Can you rewrite all the records below, changing every "bounding box" to "enclosing rectangle" and leaving everything else as it is?

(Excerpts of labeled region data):
□ □ □ □ □
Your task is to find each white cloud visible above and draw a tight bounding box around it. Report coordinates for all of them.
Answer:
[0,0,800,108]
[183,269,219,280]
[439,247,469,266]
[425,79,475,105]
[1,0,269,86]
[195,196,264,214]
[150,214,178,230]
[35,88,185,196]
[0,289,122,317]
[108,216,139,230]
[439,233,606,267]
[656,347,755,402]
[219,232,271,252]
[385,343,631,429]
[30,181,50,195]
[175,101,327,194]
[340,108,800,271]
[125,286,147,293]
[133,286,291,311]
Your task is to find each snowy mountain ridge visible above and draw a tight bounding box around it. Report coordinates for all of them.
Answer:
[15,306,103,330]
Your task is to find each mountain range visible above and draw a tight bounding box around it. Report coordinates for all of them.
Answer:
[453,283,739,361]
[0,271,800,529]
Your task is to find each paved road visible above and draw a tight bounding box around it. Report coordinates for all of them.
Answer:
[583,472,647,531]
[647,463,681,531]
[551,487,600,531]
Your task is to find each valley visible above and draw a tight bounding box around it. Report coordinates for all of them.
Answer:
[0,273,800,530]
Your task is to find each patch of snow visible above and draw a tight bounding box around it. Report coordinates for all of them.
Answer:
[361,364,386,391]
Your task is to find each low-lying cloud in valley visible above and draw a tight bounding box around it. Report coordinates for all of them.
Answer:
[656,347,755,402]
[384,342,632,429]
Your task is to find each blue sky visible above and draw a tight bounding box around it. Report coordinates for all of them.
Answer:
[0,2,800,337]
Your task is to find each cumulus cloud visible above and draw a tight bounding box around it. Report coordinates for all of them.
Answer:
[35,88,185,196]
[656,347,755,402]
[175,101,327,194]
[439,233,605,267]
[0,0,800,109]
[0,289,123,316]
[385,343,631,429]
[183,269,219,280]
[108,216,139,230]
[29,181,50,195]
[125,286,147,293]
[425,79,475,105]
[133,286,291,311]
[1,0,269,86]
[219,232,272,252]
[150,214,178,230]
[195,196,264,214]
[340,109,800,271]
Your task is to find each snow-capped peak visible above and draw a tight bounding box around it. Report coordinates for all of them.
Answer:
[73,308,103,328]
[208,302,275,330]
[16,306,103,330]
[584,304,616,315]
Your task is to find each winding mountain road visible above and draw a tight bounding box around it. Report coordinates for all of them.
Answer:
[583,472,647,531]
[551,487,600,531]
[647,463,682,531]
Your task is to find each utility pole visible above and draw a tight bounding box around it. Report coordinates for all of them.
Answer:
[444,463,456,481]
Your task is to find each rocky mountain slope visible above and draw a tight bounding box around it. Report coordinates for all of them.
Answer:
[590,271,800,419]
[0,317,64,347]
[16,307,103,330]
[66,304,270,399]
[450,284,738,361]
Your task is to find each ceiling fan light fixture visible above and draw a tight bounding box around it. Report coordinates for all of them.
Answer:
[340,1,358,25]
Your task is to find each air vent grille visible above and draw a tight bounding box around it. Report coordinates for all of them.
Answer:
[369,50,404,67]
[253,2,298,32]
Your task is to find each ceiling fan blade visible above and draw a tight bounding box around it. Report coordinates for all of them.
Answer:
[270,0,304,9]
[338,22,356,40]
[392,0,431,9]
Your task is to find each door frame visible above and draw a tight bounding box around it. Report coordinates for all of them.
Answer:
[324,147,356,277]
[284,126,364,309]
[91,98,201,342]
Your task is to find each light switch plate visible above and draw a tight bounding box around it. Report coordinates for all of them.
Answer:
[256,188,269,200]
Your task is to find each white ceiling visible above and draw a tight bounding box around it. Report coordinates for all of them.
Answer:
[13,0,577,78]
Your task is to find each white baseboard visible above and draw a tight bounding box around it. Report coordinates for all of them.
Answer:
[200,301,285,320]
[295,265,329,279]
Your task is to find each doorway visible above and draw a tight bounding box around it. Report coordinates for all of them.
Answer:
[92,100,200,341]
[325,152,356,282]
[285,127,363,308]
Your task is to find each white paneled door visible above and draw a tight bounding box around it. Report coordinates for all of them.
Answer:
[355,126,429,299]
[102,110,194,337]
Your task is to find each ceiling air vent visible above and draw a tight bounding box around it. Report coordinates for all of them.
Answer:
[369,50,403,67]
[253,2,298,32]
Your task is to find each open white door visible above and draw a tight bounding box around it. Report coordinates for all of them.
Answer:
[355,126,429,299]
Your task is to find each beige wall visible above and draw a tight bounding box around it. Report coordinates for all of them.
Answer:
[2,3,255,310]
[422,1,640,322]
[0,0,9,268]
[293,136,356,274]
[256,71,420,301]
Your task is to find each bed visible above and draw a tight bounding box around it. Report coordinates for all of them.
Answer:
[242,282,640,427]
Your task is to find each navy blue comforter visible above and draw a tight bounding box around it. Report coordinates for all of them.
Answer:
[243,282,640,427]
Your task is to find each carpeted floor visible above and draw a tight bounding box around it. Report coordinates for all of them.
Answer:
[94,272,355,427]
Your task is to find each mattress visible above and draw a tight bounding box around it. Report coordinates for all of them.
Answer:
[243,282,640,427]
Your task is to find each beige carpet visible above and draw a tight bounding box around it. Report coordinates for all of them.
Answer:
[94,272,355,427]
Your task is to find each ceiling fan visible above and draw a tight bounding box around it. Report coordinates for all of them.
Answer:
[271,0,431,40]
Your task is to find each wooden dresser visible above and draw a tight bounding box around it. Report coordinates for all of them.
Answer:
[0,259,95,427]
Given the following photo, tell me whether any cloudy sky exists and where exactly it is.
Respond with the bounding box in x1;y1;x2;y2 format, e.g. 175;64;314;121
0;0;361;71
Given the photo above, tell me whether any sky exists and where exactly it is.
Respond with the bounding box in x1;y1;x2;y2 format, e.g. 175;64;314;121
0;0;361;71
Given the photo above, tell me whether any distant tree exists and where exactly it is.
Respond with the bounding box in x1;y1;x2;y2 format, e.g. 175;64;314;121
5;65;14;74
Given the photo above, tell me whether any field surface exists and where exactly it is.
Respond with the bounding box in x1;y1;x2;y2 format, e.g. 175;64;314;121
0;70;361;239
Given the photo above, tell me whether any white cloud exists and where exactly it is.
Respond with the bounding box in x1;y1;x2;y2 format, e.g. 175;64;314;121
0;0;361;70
□ □ □ □ □
(ANSWER FOR THIS EXERCISE):
Your task is to find each white cloud visible above and draw a tight enclosing rectangle around it. Report coordinates for all of them.
Answer:
[0,0,800,108]
[183,269,219,280]
[439,247,469,266]
[425,79,475,105]
[1,0,269,86]
[195,196,264,214]
[150,214,178,230]
[35,88,185,196]
[0,289,122,317]
[108,216,139,230]
[439,233,606,267]
[656,347,755,402]
[219,232,271,252]
[385,343,631,429]
[30,181,50,195]
[175,101,327,194]
[340,108,800,271]
[125,286,147,293]
[133,286,291,311]
Your task is to find each snowy mountain ridge visible above and draw a tight enclosing rectangle around it. Report coordinates for all of them.
Answer:
[15,306,103,330]
Your task is to find each mountain range visible above and draw a tight enclosing rectangle around it. Report coordinates for all of them.
Answer:
[453,283,739,361]
[0,271,800,529]
Your task is to find each paved road visible above and draw a tight enclosing rectangle around it. Report coordinates for all of them.
Answer:
[583,472,647,531]
[647,463,681,531]
[551,487,600,531]
Your task is to find each valley visible above and draw a tight enclosing rectangle around it. Report coordinates for all of them.
Answer:
[0,273,800,530]
Your task is to find each patch of snow visible above and draw a tight enclosing rectangle around it. Report coordinates for all of them.
Answer:
[361,364,386,391]
Your task is to find each low-lying cloud in valley visible above and draw a tight enclosing rectangle around it. Report coordinates for all of them.
Answer:
[656,347,755,402]
[384,342,632,429]
Your task is to find each blue sky visible above and draw a tight enclosing rectangle around it. Report coordinates for all of them.
Answer:
[0,2,800,337]
Your task is to find each cumulus cloud visible above and draw a tight enclosing rectangle around it. Report coordinates for all of them.
Answer:
[35,88,185,196]
[656,347,755,402]
[175,101,327,194]
[439,233,605,267]
[0,0,800,109]
[0,289,123,316]
[385,343,631,429]
[183,269,219,280]
[108,216,139,230]
[29,181,50,195]
[125,286,147,293]
[425,79,475,105]
[133,286,291,311]
[1,0,269,86]
[219,232,272,252]
[150,214,178,230]
[195,196,264,214]
[340,109,800,271]
Your task is to find each snow-capped peak visible above and draw a tight enclosing rectangle around it. Report coordinates for all of them.
Answer:
[73,308,103,328]
[208,302,275,330]
[16,306,103,330]
[584,304,616,315]
Your task is to find each winding mountain road visible above and draw a tight enclosing rectangle around it. Report coordinates for all of them.
Answer:
[583,472,647,531]
[551,487,600,531]
[647,463,682,531]
Your task is to find each utility pole visible above and draw a tight enclosing rectangle around it. Report coordinates for all of them.
Answer:
[444,463,456,481]
Your task is to find each rocky mountain slope visible above and draw a tight enclosing rectangle around it. Report coordinates for all of them.
Answer:
[590,271,800,419]
[0,317,64,347]
[16,307,103,330]
[66,304,270,399]
[450,284,738,361]
Your task is to find each ceiling fan light fixture visible above and draw a tight enclosing rectangle around it. Report coordinates for all of them.
Answer:
[340,1,358,25]
Your task is to find each air vent grille visible above and draw a tight enclosing rectangle around it. Report coordinates for all of them.
Answer:
[369,50,404,67]
[253,2,298,32]
Your task is to find each ceiling fan blade visible above and draw a tight enclosing rectangle around it. Report coordinates for all of them.
Answer:
[270,0,304,9]
[338,22,356,40]
[392,0,431,9]
Your task is to find each door frame visible above and draw a tight enclosing rectangle around it. Report coordinates for all of them.
Answer:
[324,147,356,277]
[284,126,364,309]
[91,98,201,342]
Your task is to find each light switch plate visible above and draw a tight enclosing rectangle around it. Report coordinates for all of them.
Answer:
[256,188,269,200]
Your task is to find each white ceiling visible above and draw a tight enclosing rectangle around it. Report coordinates for all of them.
Answer:
[13,0,577,78]
Your task is to find each white baseboard visible above and draw a tight enclosing rectangle around it. Report coordinates for all of them.
Answer:
[200,301,285,320]
[295,265,329,279]
Your task is to find each doorway visible above and draw a tight enclosing rectangle around it. Report coordinates for all of them.
Answer:
[92,100,200,341]
[325,152,356,282]
[285,127,363,308]
Your task is to find each white paneled door visible above and draw a tight enclosing rectangle around it. Report coordinates for all of them.
Answer:
[355,126,429,299]
[102,110,194,337]
Your task is to find each ceiling air vent visible above and draw a tight enclosing rectangle around it. Report coordinates for all of them.
Answer:
[369,50,403,67]
[253,2,298,32]
Your task is to find each open white door visible above and draw a tight enclosing rectangle around it. Report coordinates for all of them.
Answer:
[355,126,429,299]
Your task is to find each beige wall visible above and draw a tight enclosing rectangle around it. Report coordinates for all of them.
Answer:
[2,3,255,310]
[422,1,640,322]
[0,0,9,268]
[293,136,356,274]
[256,71,420,301]
Your task is to find each bed visible above and draw a tight enclosing rectangle around it. Report coordinates for all of them.
Answer:
[242,282,640,427]
Your task is to find each navy blue comforter visible above and draw a tight enclosing rectangle around it. Report coordinates for all of them.
Answer:
[243,282,640,427]
Your task is to find each carpeted floor visible above and draw a tight enclosing rectangle around it. Report coordinates for all of them.
Answer:
[94,272,355,427]
Your task is to find each mattress visible above and draw a tight enclosing rectangle around it. Report coordinates for all of them.
Answer:
[243,282,640,427]
Your task is to find each beige carpet visible above and draw a tight enclosing rectangle around it. Report coordinates for all of them.
Answer:
[94,272,355,427]
Your task is to find each ceiling fan visible above and draw a tight enclosing rectangle around it. Report coordinates for all of them.
Answer:
[271,0,431,40]
Your task is to find each wooden dresser visible above and draw a tight enclosing rectangle around it. Report coordinates for all of them.
Answer:
[0,259,95,427]
Given the following photo, tell me whether any cloudy sky exists and where exactly it is.
Respond with the enclosing rectangle in x1;y1;x2;y2 format, e.g. 175;64;314;121
0;0;361;71
Given the photo above, tell me whether any sky exists and where exactly it is.
Respond with the enclosing rectangle in x1;y1;x2;y2 format, e.g. 175;64;314;121
0;0;361;71
Given the photo above, tell me whether any distant tree exists and where exactly it is.
Respond with the enclosing rectangle in x1;y1;x2;y2 format, e.g. 175;64;314;121
5;65;14;74
Given the photo above, tell me whether any field surface exists and where exactly it is.
Respond with the enclosing rectangle in x1;y1;x2;y2 format, e.g. 175;64;314;121
0;70;361;239
Given the photo above, tell me whether any white cloud exists and where exactly it is.
Respond with the enclosing rectangle in x1;y1;x2;y2 format, e.g. 175;64;314;121
0;0;361;70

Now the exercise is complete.